* PROBLEM *
Below are the records; they must be reproduced verbatim.

* DATASET RECORDS *
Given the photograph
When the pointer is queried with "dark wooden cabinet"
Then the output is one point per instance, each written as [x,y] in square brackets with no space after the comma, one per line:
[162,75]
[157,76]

* ANSWER TO THIS TASK *
Given the photograph
When the pointer is queried with "dark wooden cabinet"
Then the output is one point per instance, each written as [x,y] in square brackets with no space after the comma, one per line:
[162,75]
[157,76]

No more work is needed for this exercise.